--- Start ---

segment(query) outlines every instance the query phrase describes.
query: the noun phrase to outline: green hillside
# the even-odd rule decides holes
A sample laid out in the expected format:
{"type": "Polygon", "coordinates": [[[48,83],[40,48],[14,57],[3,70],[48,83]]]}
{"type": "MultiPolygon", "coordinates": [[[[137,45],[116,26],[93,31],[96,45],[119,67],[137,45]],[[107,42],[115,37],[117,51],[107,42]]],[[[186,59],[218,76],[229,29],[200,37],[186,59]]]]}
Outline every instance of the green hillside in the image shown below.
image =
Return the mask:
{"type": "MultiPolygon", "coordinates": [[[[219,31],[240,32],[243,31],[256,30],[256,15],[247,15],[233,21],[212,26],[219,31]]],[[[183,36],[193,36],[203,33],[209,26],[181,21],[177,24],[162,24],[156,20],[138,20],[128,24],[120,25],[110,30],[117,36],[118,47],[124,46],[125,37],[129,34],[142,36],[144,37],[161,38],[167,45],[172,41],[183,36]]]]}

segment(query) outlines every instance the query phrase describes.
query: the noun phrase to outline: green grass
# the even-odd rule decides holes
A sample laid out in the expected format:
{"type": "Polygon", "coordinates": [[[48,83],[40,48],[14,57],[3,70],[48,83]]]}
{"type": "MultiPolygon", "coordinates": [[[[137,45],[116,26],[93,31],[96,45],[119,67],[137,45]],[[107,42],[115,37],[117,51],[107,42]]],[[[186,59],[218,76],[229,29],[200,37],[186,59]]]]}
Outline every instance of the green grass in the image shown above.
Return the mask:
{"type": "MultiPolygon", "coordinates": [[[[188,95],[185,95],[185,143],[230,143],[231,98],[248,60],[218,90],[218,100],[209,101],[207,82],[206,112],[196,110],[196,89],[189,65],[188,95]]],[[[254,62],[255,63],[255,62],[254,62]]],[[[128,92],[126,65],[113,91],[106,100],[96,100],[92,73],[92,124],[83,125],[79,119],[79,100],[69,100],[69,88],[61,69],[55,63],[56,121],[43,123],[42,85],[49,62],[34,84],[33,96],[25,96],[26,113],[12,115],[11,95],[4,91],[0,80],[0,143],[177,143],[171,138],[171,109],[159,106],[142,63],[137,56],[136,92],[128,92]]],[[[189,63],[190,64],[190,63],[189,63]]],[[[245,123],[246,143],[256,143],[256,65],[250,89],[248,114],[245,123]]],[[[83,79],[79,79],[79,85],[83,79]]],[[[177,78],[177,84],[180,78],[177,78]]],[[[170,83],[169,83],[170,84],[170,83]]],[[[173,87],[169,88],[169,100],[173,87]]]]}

--- End ---

Exercise goal. Copy every row above word for word, from the first line to the last, including the answers.

Solved problem.
segment(query) outlines every instance the query phrase describes.
query: the noun phrase to outline: green hillside
# the even-odd rule decides holes
A sample laid out in the expected format:
{"type": "Polygon", "coordinates": [[[48,83],[40,48],[14,57],[3,70],[48,83]]]}
{"type": "MultiPolygon", "coordinates": [[[[137,45],[116,26],[93,31],[96,45],[119,67],[137,45]],[[107,42],[115,37],[117,51],[107,42]]],[[[186,59],[218,76],[229,29],[200,37],[186,59]]]]}
Outline every instance of the green hillside in the image shown below.
image =
Return the mask:
{"type": "MultiPolygon", "coordinates": [[[[219,31],[240,32],[243,31],[256,30],[256,15],[247,15],[233,21],[212,26],[219,31]]],[[[183,36],[193,36],[203,33],[209,26],[181,21],[177,24],[162,24],[156,20],[138,20],[128,24],[120,25],[110,30],[117,36],[118,47],[124,46],[125,37],[129,34],[142,36],[144,37],[161,38],[167,45],[172,41],[183,36]]]]}

segment(query) outlines every instance the query phrase describes.
query: the noun phrase to outline: green grass
# the even-odd rule decides holes
A sample laid out in the expected format:
{"type": "Polygon", "coordinates": [[[48,83],[40,48],[14,57],[3,70],[48,83]]]}
{"type": "MultiPolygon", "coordinates": [[[[137,45],[116,26],[93,31],[96,45],[119,67],[137,45]],[[107,42],[115,37],[117,51],[107,42]]],[[[186,59],[218,76],[229,29],[200,37],[186,59]]]]}
Outline every instance of the green grass in the image shown above.
Return the mask:
{"type": "MultiPolygon", "coordinates": [[[[188,95],[185,95],[185,143],[230,143],[231,98],[248,60],[218,90],[218,100],[209,101],[207,82],[206,112],[196,110],[196,89],[189,65],[188,95]]],[[[254,62],[255,63],[255,62],[254,62]]],[[[128,92],[126,65],[113,91],[106,100],[96,100],[92,73],[92,124],[83,125],[79,119],[79,100],[69,100],[69,88],[61,69],[55,63],[56,121],[43,123],[42,85],[49,62],[34,84],[33,96],[25,96],[26,113],[12,115],[11,95],[4,91],[0,80],[0,143],[177,143],[171,138],[171,109],[159,106],[142,63],[137,56],[136,92],[128,92]]],[[[189,63],[190,64],[190,63],[189,63]]],[[[245,123],[246,143],[256,143],[256,65],[250,89],[248,114],[245,123]]],[[[83,79],[79,79],[79,85],[83,79]]],[[[177,78],[177,84],[180,78],[177,78]]],[[[170,83],[169,83],[170,84],[170,83]]],[[[173,87],[169,88],[169,100],[173,87]]]]}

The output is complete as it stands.